Stored items from a collection:
— begin —

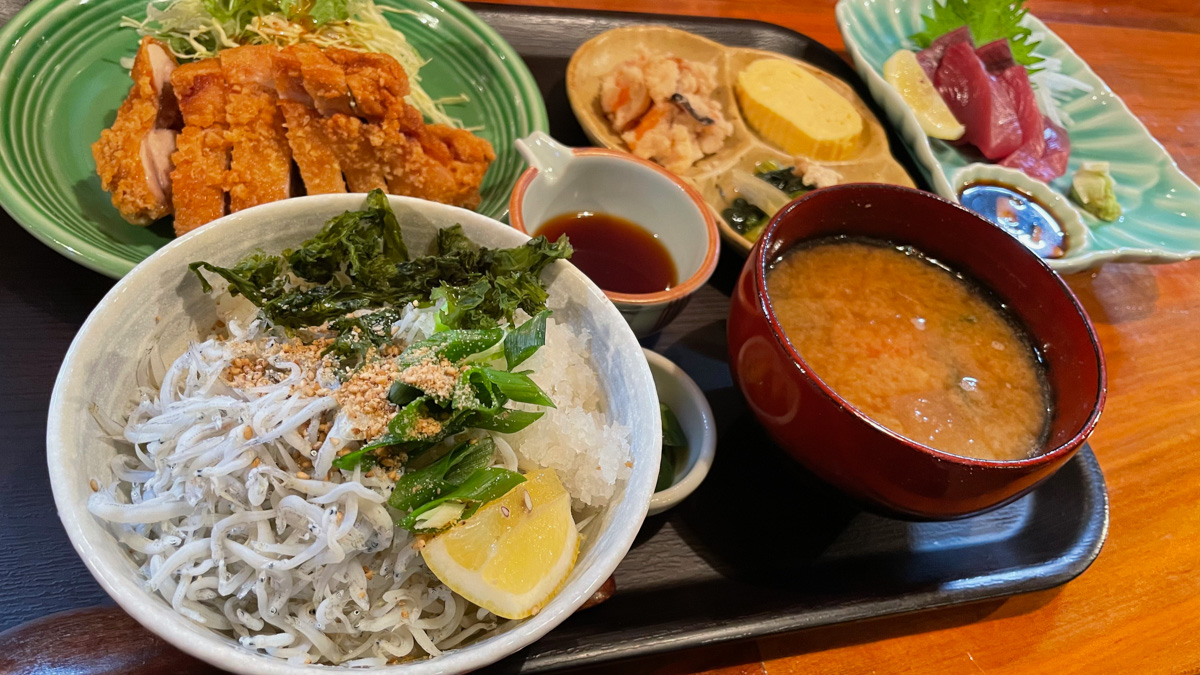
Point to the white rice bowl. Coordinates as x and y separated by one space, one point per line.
161 304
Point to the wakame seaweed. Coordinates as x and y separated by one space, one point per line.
359 260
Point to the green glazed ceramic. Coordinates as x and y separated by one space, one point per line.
1162 205
61 83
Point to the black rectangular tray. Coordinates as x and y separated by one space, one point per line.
762 547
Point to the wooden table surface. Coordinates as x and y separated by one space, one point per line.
1138 608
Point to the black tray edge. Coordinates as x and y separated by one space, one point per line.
1050 574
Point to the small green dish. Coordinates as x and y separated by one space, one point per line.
61 83
1161 203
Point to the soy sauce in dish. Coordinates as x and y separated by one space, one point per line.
1020 214
618 255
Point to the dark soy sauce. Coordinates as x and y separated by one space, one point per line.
1020 214
618 255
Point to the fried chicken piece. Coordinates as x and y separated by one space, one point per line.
437 162
261 162
311 147
202 155
133 155
323 79
355 144
377 82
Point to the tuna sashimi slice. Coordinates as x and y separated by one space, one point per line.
982 102
931 57
1051 162
1033 144
996 57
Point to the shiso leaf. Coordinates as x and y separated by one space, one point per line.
988 21
525 340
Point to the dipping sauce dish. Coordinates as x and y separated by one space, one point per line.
573 180
841 444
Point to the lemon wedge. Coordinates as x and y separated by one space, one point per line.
903 72
515 553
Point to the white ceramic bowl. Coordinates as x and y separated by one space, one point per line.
160 300
593 179
681 393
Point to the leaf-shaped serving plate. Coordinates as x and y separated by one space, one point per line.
61 82
1162 205
598 57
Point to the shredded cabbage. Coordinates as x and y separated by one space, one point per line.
199 29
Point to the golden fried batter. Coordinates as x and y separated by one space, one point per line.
133 155
261 165
202 155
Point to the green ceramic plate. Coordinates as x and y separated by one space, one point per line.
1162 205
61 83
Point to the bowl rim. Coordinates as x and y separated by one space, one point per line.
760 263
217 649
689 286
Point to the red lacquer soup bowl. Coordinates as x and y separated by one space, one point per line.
843 446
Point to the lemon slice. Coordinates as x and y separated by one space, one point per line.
903 72
515 553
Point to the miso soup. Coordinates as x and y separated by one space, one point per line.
913 346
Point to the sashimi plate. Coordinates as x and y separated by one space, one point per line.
1161 220
61 82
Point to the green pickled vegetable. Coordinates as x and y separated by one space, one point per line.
1096 191
675 443
744 217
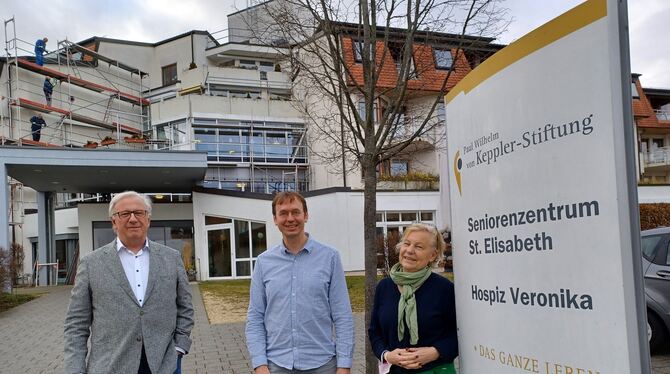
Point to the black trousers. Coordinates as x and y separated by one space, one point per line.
144 364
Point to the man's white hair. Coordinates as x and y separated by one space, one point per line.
126 194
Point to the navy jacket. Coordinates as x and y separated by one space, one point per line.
436 316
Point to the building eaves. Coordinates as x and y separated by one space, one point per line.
250 8
266 196
144 44
352 29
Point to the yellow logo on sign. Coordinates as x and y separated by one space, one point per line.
458 164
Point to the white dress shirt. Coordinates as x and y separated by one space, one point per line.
136 267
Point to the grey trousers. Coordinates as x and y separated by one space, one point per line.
329 368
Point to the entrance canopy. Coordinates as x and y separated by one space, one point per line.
48 170
104 171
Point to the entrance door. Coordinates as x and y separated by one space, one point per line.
220 242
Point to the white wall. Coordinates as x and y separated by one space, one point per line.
334 219
65 222
413 201
90 213
653 194
337 220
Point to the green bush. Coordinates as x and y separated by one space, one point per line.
654 215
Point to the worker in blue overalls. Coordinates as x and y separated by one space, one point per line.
40 49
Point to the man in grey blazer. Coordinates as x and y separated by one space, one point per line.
132 298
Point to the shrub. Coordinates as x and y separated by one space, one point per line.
654 215
16 262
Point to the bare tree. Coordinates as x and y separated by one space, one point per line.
361 69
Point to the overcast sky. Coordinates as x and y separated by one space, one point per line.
155 20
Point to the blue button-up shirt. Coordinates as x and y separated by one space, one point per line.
299 311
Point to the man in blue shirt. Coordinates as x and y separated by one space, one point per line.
40 48
298 297
48 89
36 124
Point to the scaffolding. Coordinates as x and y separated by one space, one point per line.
95 98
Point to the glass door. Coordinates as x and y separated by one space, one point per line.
220 242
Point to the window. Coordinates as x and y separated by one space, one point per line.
358 51
399 167
649 244
441 112
633 90
266 66
169 74
443 59
397 51
248 64
362 112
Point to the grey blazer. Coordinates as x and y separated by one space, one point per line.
103 307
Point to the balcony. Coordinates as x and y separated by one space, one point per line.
658 159
409 182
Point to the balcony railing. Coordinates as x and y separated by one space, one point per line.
663 115
656 157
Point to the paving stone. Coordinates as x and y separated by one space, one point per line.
32 336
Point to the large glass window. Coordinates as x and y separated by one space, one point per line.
234 246
169 74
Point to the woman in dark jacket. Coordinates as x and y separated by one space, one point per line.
413 324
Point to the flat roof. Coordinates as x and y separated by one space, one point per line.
104 171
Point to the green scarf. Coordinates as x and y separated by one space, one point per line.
407 304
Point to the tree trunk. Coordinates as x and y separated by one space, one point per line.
370 234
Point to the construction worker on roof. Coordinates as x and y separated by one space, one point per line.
36 124
48 90
40 49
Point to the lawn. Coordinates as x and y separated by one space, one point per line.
227 301
8 301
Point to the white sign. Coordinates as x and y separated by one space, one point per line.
544 281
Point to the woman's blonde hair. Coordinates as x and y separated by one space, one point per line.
438 240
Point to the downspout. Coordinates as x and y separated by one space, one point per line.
192 65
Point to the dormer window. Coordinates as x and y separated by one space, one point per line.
358 51
397 53
443 59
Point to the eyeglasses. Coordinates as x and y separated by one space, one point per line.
139 214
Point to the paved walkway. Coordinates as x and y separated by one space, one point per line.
31 340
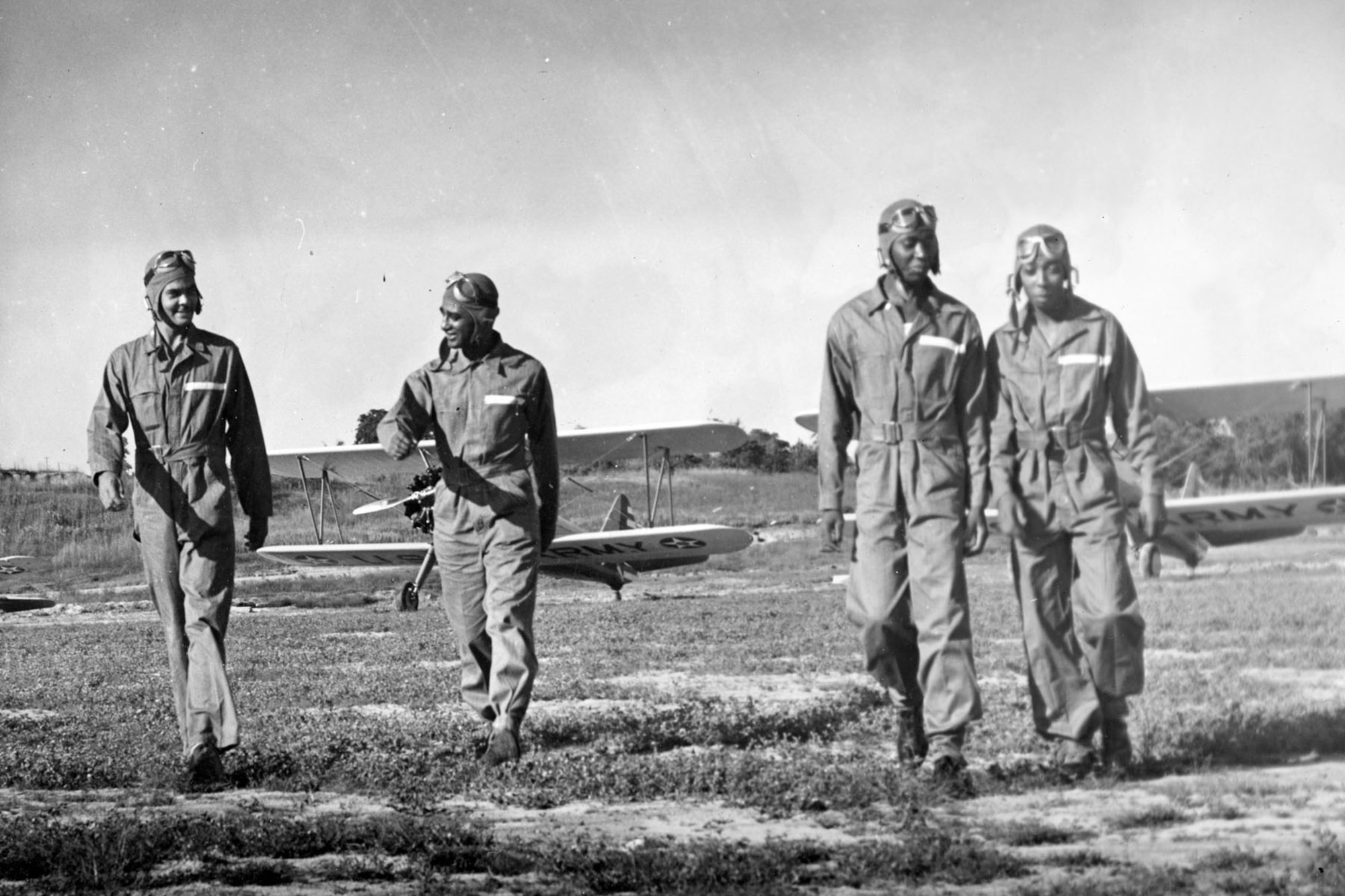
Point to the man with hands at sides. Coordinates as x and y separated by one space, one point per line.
1059 370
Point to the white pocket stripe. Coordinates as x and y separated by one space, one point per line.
1102 361
939 342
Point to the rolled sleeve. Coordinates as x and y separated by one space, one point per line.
836 423
973 403
1130 412
411 413
110 420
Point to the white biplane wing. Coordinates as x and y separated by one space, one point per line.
610 556
574 446
1247 399
18 565
633 548
1196 522
1223 400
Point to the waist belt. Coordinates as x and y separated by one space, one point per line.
1062 438
894 432
467 475
167 454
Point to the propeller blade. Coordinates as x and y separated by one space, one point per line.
388 503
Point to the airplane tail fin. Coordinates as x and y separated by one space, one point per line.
619 516
1191 489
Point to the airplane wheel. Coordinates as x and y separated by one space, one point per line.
1151 561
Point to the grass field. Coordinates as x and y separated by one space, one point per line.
709 733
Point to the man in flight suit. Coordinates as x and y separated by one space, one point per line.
185 395
905 376
489 407
1061 369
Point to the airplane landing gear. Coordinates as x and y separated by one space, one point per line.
1151 561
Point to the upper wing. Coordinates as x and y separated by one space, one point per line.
662 542
576 447
1266 512
1223 400
1247 399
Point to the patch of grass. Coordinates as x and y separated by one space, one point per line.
715 866
120 852
1149 817
1032 831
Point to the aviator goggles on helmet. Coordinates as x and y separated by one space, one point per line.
910 217
170 260
1051 245
465 286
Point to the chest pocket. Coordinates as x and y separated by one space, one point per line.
149 408
506 424
1083 378
201 404
934 365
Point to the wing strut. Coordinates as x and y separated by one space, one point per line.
326 495
665 466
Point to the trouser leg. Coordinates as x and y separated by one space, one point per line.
879 604
463 580
192 587
208 584
948 673
510 603
1108 622
159 551
1065 701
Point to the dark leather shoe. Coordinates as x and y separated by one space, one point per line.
504 748
205 767
913 745
1075 759
1117 751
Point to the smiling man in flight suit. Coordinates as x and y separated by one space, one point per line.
1059 370
905 376
185 395
489 407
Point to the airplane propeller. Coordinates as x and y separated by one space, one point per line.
388 503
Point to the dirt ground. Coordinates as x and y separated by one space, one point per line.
1278 813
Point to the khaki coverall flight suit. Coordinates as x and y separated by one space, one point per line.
914 395
1082 626
492 420
185 412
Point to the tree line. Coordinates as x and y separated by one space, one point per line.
1250 454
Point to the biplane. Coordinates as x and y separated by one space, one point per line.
1198 522
623 548
18 565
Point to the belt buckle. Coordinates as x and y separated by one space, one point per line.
1065 438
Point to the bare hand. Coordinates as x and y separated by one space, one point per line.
977 532
258 530
833 528
400 446
111 493
1012 520
1153 516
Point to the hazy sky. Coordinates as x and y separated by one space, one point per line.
672 197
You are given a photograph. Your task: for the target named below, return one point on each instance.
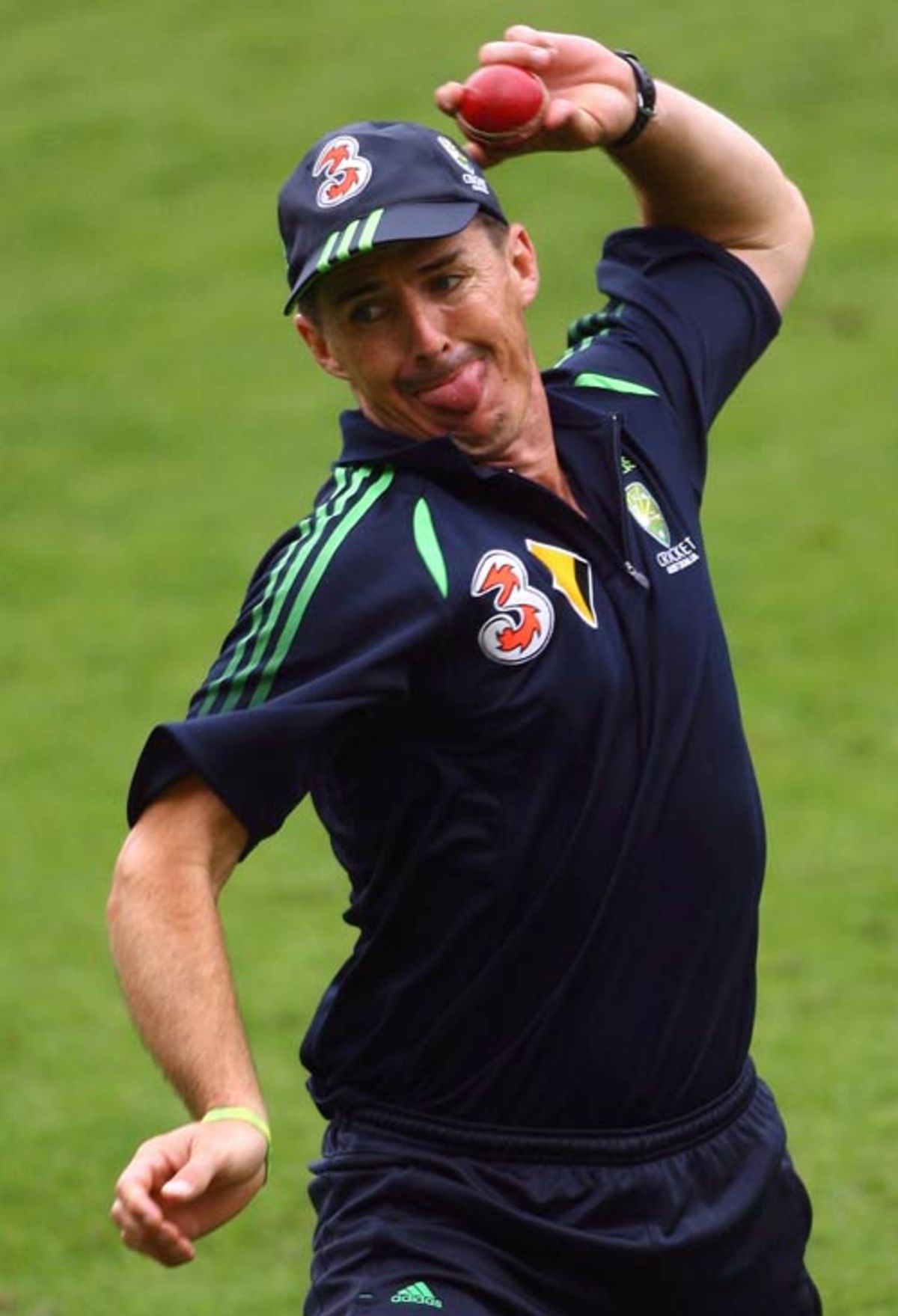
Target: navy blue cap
(374, 182)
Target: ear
(522, 257)
(317, 341)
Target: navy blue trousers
(700, 1217)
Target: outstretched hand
(185, 1184)
(591, 91)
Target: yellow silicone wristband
(239, 1113)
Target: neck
(532, 453)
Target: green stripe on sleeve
(263, 616)
(617, 386)
(428, 545)
(369, 229)
(320, 565)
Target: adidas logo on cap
(419, 1294)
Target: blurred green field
(159, 426)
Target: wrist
(246, 1116)
(646, 100)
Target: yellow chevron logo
(572, 575)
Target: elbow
(124, 881)
(802, 225)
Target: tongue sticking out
(461, 393)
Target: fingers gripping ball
(502, 104)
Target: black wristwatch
(646, 95)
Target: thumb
(192, 1181)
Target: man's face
(431, 336)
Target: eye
(447, 282)
(365, 312)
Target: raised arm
(691, 168)
(169, 952)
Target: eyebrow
(373, 284)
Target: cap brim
(391, 224)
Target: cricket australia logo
(345, 171)
(646, 511)
(469, 174)
(525, 619)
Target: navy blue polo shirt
(520, 729)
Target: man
(492, 657)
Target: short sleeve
(690, 313)
(329, 628)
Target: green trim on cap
(324, 260)
(346, 241)
(372, 224)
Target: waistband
(613, 1146)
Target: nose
(424, 327)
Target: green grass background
(159, 426)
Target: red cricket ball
(502, 104)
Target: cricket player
(492, 658)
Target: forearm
(695, 169)
(171, 961)
(691, 168)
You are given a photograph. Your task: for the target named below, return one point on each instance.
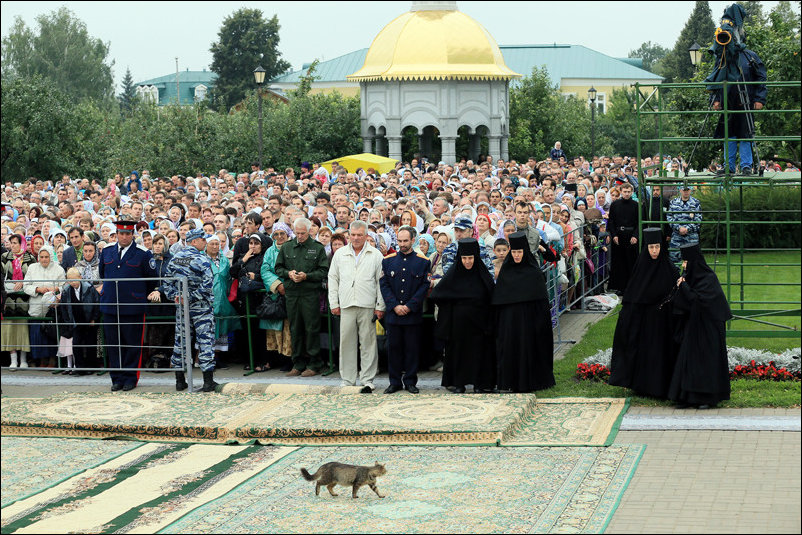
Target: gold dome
(433, 44)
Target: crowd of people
(377, 250)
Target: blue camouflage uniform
(404, 281)
(196, 267)
(683, 214)
(450, 256)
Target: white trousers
(356, 323)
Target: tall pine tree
(128, 95)
(245, 41)
(676, 66)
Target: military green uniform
(303, 298)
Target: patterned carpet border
(75, 456)
(431, 490)
(292, 418)
(553, 424)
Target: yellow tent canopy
(364, 160)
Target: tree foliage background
(51, 127)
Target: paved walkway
(712, 482)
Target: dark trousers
(303, 311)
(124, 350)
(403, 353)
(84, 346)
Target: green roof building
(191, 86)
(573, 68)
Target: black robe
(524, 339)
(644, 352)
(701, 375)
(465, 322)
(621, 223)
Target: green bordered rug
(183, 488)
(293, 418)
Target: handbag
(272, 310)
(247, 284)
(232, 292)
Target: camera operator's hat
(124, 226)
(194, 234)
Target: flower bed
(743, 363)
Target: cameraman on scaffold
(735, 63)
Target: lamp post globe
(592, 97)
(696, 54)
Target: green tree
(128, 96)
(63, 52)
(651, 53)
(676, 66)
(46, 134)
(776, 39)
(619, 124)
(245, 40)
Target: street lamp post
(259, 77)
(592, 97)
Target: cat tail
(308, 476)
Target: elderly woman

— end —

◆ **TASK DESCRIPTION**: Write out exactly the lines from the line holding "Target: cricket player" through the last line of the records above, inclusive, and nothing more. Leave out the pictures.

◆ **PROBLEM SOLUTION**:
Target: cricket player
(492, 658)
Target: forearm
(695, 169)
(171, 961)
(691, 168)
You are given a photograph. Your task: for the target named below, return one point on each instance.
Target: gold dome
(433, 44)
Target: crowd of people
(377, 250)
Target: blue camouflage uniform
(404, 281)
(196, 267)
(683, 214)
(450, 256)
Target: white trousers
(356, 323)
Target: tall pine tree
(128, 95)
(245, 41)
(676, 66)
Target: military green uniform
(303, 298)
Target: patterned carpet border
(75, 456)
(431, 490)
(292, 418)
(553, 424)
Target: yellow tent canopy
(364, 160)
Target: tree foliage background
(51, 127)
Target: paved walkway
(712, 482)
Target: dark trousers
(303, 311)
(124, 350)
(403, 353)
(84, 346)
Target: green roof building
(191, 86)
(573, 68)
Target: black robe
(524, 339)
(644, 352)
(701, 375)
(465, 322)
(621, 223)
Target: green bordered rug
(183, 488)
(293, 418)
Target: handbag
(272, 310)
(247, 284)
(232, 292)
Target: camera operator's hat
(124, 226)
(194, 234)
Target: flower bed
(743, 363)
Target: cameraman on scaffold
(735, 63)
Target: lamp post globe
(592, 97)
(696, 54)
Target: green tree
(128, 96)
(63, 52)
(651, 53)
(676, 66)
(46, 134)
(776, 39)
(619, 124)
(245, 40)
Target: street lamp post
(259, 77)
(592, 97)
Target: cat tail
(308, 476)
Target: elderly woman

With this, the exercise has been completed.